» Texto fornecido:
>>>>
Massacre reaquece debate sobre desproporção entre Palestina e Israel na mídia
Foto: Agência Brasil
Foto: Agência Brasil
O massacre e sequestro de civis que ocorreu no ataque promovido pela organização palestina Hamas que surpreendeu Israel e o mundo no último sábado, 7 de outubro, coloca novamente em discussão não só um conflito de décadas por territórios, mas conceitos como terrorismo, antissemitismo, sionismo e questões como a estigmatização de um povo e a parcialidade ou a falta de espaço nos noticiários para um dos lados.
Desde o sábado, os dois lados da guerra contabilizaram 1.830 pessoas. Dois brasileiros estão entre as vítimas fatais e uma desaparecida. Israelenses alegam ter encontrado outros 1.500 corpos de integrantes do Hamas em território israelense. Nesta terça, 10, o Exército israelense mantém fortes bombardeios em Gaza, contabilizando centenas de mortos, casas e prédios destruídos.
“O que a gente vê na mídia é que a vida israelense, a vida judia, tem mais valor que a vida palestina. Ela tem direito a ser velada; a gente sabe o nome dos judeus que foram mortos, a gente sabe as suas histórias, a gente sabe de onde eles vêm. Enquanto os palestinos, a gente não sabe absolutamente nada. Eles não têm rosto, não têm nome, não têm história”, afirma Bruno Huberman, professor de Relações Internacionais da Pontifícia Universidade Católica de São Paulo (PUCSP) e vice-líder do Grupo de Estudos sobre Conflitos Internacionais (Geci). A ênfase de seus trabalhos passam justamente por Palestina/Israel, Neoliberalismo, Espaços Urbanos, Geopolítica do Oriente Médio e Política Externa dos EUA e do Brasil para o Oriente Médio.
Para Huberman, que é membro da comunidade judaica paulistana, não há somente uma evidente desproporção militar e econômica entre Israel e Palestina.
<<<<
» Instruções:
1) Nos registros, reescreva as linhas começando pela que contém "of the snowy" e seguindo até a que contém "Query: bird's head", ambas incluídas, trocando "snowy egret" por "great egret" e mantendo todo o resto inalterado.
2) Dê continuidade à reportagem sobre a cobertura do conflito entre Israel e Palestina na mídia, a partir da última frase apresentada.
O texto e os registros não têm nenhuma relação entre si.

» Dados fornecidos:
>>>>
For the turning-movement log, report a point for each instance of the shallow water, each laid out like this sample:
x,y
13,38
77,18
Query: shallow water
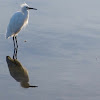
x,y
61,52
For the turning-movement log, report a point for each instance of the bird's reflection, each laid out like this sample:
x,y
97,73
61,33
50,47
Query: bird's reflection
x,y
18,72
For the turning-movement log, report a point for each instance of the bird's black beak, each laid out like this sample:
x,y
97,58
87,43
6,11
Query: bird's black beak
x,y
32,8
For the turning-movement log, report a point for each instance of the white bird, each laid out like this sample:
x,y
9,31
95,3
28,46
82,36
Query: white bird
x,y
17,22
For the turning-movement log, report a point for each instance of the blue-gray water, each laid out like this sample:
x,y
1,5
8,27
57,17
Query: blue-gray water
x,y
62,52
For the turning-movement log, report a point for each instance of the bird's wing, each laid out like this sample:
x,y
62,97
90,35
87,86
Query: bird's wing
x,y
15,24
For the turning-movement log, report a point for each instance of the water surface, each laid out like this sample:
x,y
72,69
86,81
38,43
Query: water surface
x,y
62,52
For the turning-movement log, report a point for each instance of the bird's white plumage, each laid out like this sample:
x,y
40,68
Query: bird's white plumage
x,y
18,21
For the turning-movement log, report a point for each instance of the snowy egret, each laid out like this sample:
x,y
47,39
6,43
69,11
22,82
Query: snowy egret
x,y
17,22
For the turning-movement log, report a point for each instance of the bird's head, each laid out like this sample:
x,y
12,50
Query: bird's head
<<<<
>>>>
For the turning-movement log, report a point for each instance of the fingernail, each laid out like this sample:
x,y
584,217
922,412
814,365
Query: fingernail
<<<<
>>>>
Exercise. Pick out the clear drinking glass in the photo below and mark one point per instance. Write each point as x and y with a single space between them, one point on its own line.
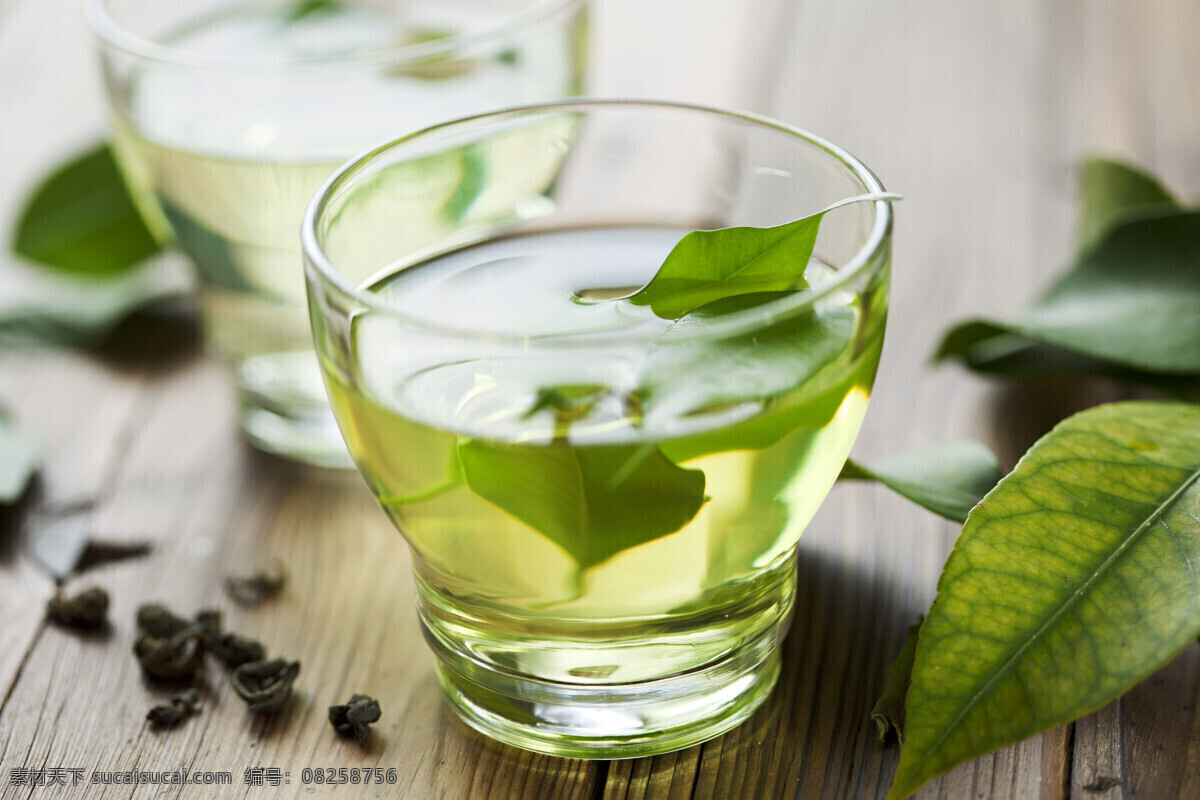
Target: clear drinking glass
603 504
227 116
<<<<
» Respostas esperadas:
1)
For the turning-movement log, report a point for each instance of the great egret, each laid out like this sample:
x,y
47,39
6,43
69,11
22,82
Query: great egret
x,y
17,22
For the turning-movement log, report a point for each instance of the bird's head, each laid out like this sample:
x,y
12,50
Query: bird's head

2)
“Os israelenses têm os meios de comunicação de massa. Por exemplo, você acompanha Globo News e o tempo todo tem alguém relacionado com o Estado de Israel e com as tropas israelenses. São integrantes das forças israelenses falando o tempo todo na televisão, enquanto não se vê a mesma coisa com os palestinos”, expõe.
Reginaldo Nasser, coordenador do Geci da PUCSP e professor dos programas de Pós Graduação em Relações Internacionais da Universidade do Estado de São Paulo (Unesp), Universidade de Campinas (Unicamp) e PUCSP, pontua três questões que são importantes no conflito e não são abordadas de forma que considera adequada pelos meios de comunicação.
“Primeiro, a chamada questão palestina é uma luta anticolonialista, não é guerra; em segundo, o ponto de partida para compreendê-la começa com a criação de Israel e ganha impulso em 1967 com massacres e expulsão dos palestinos de sua terra. Em terceiro, Gaza é uma situação deplorável. População cercada por terra, mar e ar”, enumera.
Foto: Acervo Pessoal
A resistência é violenta
A análise é compartilhada por Huberman. “Eu acompanho o noticiário da palestina e Israel todo dia. Todo dia morre um palestino. Todo dia morre uma criança palestina, todo dia um adolescente palestino é assassinado, todo dia alguém é preso de uma forma completamente absurda lá. Por exemplo, na ocupação, existe o mecanismo da prisão administrativa. Um palestino pode ser preso por tempo indeterminado, sem direito à defesa, sem nenhuma acusação. Então, os palestinos são subjugados o tempo todo, todo dia, de uma forma material, discursiva e midiática”, afirma.
Nasser, de ascendência árabe, acrescenta outro componente à atual situação. “No dia 22 de Setembro de 2023, o Primeiro Ministro de Israel (Binyamin Netanyahu) foi a ONU e mostrou um mapa onde não existia a Palestina. Creio que não é preciso explicar o significado disso”.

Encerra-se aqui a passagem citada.